STATED EXERCISE >>
Output the data below as a Markdown table with the columns Row and Line, giving each line its own row number and omitting blank lines.

INPUT >>
################

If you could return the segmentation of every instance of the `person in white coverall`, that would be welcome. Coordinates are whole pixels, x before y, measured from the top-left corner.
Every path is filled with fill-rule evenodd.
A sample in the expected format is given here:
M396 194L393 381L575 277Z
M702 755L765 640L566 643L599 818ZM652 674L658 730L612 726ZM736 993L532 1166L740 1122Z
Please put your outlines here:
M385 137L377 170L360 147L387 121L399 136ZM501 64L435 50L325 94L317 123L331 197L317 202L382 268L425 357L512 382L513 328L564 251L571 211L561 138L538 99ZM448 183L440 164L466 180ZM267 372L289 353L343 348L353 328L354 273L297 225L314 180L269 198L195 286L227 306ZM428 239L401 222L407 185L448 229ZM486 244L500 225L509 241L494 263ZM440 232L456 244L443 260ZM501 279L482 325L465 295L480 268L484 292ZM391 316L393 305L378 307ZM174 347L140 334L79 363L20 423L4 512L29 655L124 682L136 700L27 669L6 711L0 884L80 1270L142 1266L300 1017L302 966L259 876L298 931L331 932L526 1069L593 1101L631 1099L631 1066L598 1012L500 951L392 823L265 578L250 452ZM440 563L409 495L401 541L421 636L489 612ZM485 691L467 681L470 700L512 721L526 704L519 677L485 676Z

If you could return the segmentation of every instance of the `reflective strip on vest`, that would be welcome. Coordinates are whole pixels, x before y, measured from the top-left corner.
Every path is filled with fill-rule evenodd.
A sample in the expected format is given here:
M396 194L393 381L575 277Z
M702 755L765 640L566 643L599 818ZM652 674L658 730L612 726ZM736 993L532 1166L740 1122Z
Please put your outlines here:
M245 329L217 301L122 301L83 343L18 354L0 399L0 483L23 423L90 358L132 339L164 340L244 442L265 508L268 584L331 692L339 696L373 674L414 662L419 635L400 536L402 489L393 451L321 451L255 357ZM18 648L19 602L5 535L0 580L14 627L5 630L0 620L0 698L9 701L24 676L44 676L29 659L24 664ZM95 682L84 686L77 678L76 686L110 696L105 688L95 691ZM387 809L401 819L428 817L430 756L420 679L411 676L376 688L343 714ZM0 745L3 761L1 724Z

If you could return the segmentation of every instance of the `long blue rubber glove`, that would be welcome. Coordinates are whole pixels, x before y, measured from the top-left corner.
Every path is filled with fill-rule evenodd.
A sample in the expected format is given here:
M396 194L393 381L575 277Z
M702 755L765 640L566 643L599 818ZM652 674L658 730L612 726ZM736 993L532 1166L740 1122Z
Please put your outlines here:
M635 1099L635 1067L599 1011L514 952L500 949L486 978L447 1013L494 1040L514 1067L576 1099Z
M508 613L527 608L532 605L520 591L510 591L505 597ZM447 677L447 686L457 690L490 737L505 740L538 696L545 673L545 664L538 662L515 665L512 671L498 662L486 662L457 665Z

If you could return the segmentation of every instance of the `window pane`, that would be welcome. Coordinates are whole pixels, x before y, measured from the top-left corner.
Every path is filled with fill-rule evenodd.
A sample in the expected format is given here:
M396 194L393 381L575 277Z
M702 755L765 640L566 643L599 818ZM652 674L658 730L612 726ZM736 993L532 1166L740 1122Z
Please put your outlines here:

################

ANSWER BELOW >>
| Row | Line |
|---|---|
| 1 | If you could return the segmentation of every instance of the `person in white coverall`, that would be welcome. Coordinates are whole pixels, x before y, measured from the top-left corner. |
| 2 | Every path is filled with fill-rule evenodd. |
| 3 | A sample in the expected format is given here: |
| 4 | M396 194L393 381L575 277Z |
| 5 | M702 755L765 640L566 643L599 818ZM652 674L658 730L612 726ZM736 993L532 1166L740 1122Z |
| 6 | Please put your outlines here: |
| 7 | M385 137L377 170L360 147L387 121L399 136ZM501 64L435 50L325 94L317 123L331 197L317 202L382 268L425 357L512 382L513 328L564 251L571 211L561 138L538 99ZM448 183L440 164L466 180ZM267 372L289 353L343 348L353 328L354 273L297 225L314 180L269 198L195 286L227 306ZM428 239L401 222L407 185L448 229ZM486 244L500 225L509 241L494 263ZM440 232L456 244L443 260ZM501 279L482 325L465 295L480 268L484 292ZM391 316L393 305L378 307ZM174 347L140 334L79 363L20 423L4 512L29 655L124 682L136 700L27 669L6 711L0 884L80 1270L142 1266L300 1017L302 966L259 876L298 931L331 932L526 1069L593 1101L631 1099L631 1066L598 1012L500 951L392 823L265 578L250 452ZM440 563L409 495L401 541L421 636L489 612ZM485 691L467 681L470 700L512 721L526 704L519 677L485 676Z |
| 8 | If you could return the segmentation of every instance of the `reflective strip on vest`, that would be welcome. Coordinates are whole pixels, x before y, measured from the top-left corner. |
| 9 | Every path is filled with fill-rule evenodd. |
| 10 | A sample in the expected format is given here: |
| 11 | M396 194L393 381L575 277Z |
| 12 | M702 755L765 640L566 643L599 818ZM652 674L658 730L612 726ZM736 993L532 1166L740 1122Z |
| 13 | Please put your outlines here: |
| 14 | M245 329L217 301L122 301L83 343L18 354L0 399L0 483L23 423L90 358L132 339L164 340L244 442L265 508L268 584L331 692L339 696L373 674L414 662L419 635L400 536L402 489L393 451L321 451L255 357ZM18 648L19 602L5 535L0 580L14 627L5 630L0 620L0 698L9 701L24 676L44 676L29 659L24 664ZM95 682L84 686L77 678L76 686L110 696L105 688L95 691ZM387 809L401 819L428 817L430 756L420 679L411 676L376 688L343 714ZM0 745L3 761L1 724Z |
| 15 | If you could return the segmentation of every instance of the `long blue rubber glove`, that would be welcome. Coordinates are whole pixels, x before y, measured from the top-left corner. |
| 16 | Every path is filled with fill-rule evenodd. |
| 17 | A sample in the expected format is given here: |
| 18 | M396 194L393 381L575 277Z |
| 19 | M702 755L765 640L566 643L599 818ZM652 674L658 730L612 726ZM736 993L532 1166L740 1122Z |
| 20 | Please put your outlines here: |
| 21 | M635 1099L635 1067L599 1011L514 952L500 949L486 978L447 1013L494 1040L514 1067L576 1099Z |
| 22 | M508 613L527 608L532 605L520 591L510 591L505 597ZM447 677L447 686L457 690L490 737L505 740L538 696L545 673L545 664L538 662L515 665L512 671L498 662L486 662L457 665Z |
| 23 | If you could return the segmentation of every instance of the `window pane`, that would be welcome. Coordinates are whole pixels, x before y, measured from the top-left corner. |
| 24 | Every path is filled with fill-rule evenodd. |
| 25 | A sample in the expected format is given here: |
| 26 | M396 194L393 381L575 277Z |
| 27 | M702 755L765 640L566 643L599 818ZM652 674L658 730L612 726ZM736 993L532 1166L740 1122Z |
| 28 | Please put your outlines here: |